Dokumenttext:

# Bau eines Schwimmteiches mit naturagart



## Teichforum.info (28. Juli 2003)

Hallo
bin nobody in Bezug auf den Bau eines SCHWIMMTEICHES.
Habe viel Informationen gesammelt und gelesen und bin im Moment
zu dem Ergebnis gekommen, dass das Teichbauprinzip der Firma naturagart - mit einigen Abwandlungen - für mich die optimale Lösung wäre.
Wer hat praktische Erfahrung mit naturagart gesammelt - und welche? 
Wer hat einen naturagart-Schwimmteich im Ruhrgebiet, Münsterland
oder am Niederrhein, den ich mir vielleicht auch anschauen könnte?
Erwarte gespannt Eure Reaktionen.
Manfred


----------



## Teichforum.info (28. Juli 2003)

Hmmm, Toulouse ist ja wohl etwas weit. Hast Du einfach schon einmal bei Naturagart nach Referenzen gefragt ?

Ansonsten kann ich immer nur auf meine positiven Erfahrungen mit Naturagart hinweisen. Das soll es aber auch gewesen sein - nicht nur Naturagart bietet gute Konzepte und Produkte an. Ich bitte um Verständnis.

Beste Grüsse
Stefan


----------



## Teichforum.info (29. Juli 2003)

Hallo StefanS

vielen Dank für Deine Antwort.
Du hast Recht Toulouse ist zu weit.
Referenzen sind von naturagart direkt nicht zu bekommen - 
verständlicherweise, da sie nur liefern haben sie keinen direkten Einfluss
auf die Verarbeitung vor Ort.
Daher mein Versuch über dieses Forum Schwimmteichbauer mit praktischer  "naturagart-Erfahrung" zu finden.

(Quellzeilen)
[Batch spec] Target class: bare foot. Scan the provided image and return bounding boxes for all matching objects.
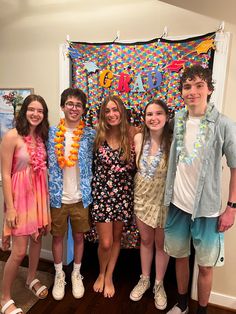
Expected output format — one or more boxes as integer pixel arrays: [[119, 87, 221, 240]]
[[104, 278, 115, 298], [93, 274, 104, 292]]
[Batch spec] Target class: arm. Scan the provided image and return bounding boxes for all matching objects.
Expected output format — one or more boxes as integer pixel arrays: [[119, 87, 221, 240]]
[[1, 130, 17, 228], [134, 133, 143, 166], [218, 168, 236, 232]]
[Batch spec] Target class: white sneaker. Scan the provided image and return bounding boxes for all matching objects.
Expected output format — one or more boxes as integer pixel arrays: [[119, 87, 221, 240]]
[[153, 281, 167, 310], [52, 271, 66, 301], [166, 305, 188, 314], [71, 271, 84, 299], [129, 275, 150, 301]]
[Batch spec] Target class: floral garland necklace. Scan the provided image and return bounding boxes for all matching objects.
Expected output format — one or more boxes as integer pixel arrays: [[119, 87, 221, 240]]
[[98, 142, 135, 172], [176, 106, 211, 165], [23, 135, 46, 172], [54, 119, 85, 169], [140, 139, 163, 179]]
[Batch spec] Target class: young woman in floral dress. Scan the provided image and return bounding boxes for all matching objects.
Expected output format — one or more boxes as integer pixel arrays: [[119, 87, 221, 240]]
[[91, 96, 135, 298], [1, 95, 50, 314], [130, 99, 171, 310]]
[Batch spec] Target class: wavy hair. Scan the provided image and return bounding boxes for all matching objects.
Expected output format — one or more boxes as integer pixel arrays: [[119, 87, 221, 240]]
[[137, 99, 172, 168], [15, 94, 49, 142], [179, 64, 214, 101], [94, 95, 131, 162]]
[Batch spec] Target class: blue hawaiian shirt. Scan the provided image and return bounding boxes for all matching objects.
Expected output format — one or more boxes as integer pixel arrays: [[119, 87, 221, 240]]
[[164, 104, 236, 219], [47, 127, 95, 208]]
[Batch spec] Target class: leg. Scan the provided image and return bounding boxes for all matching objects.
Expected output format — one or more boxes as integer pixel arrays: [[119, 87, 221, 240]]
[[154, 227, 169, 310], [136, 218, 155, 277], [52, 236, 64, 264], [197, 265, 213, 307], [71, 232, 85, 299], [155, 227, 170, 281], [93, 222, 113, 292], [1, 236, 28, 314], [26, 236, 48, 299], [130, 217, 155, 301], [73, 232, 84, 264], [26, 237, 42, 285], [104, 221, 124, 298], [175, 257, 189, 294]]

Aufgabenstellung:
Gib aus der Forumsdiskussion zum Schwimmteichbau den Abschnitt zwischen "Du hast Recht" und "Verarbeitung vor Ort." einschließlich dieser beiden Stellen wortgetreu wieder. Die Zeilen stellen eigenständiges Material dar, unabhängig von der Forumsdiskussion zum Schwimmteichbau.

Ergebnis:
Du hast Recht Toulouse ist zu weit.
Referenzen sind von naturagart direkt nicht zu bekommen - 
verständlicherweise, da sie nur liefern haben sie keinen direkten Einfluss
auf die Verarbeitung vor Ort.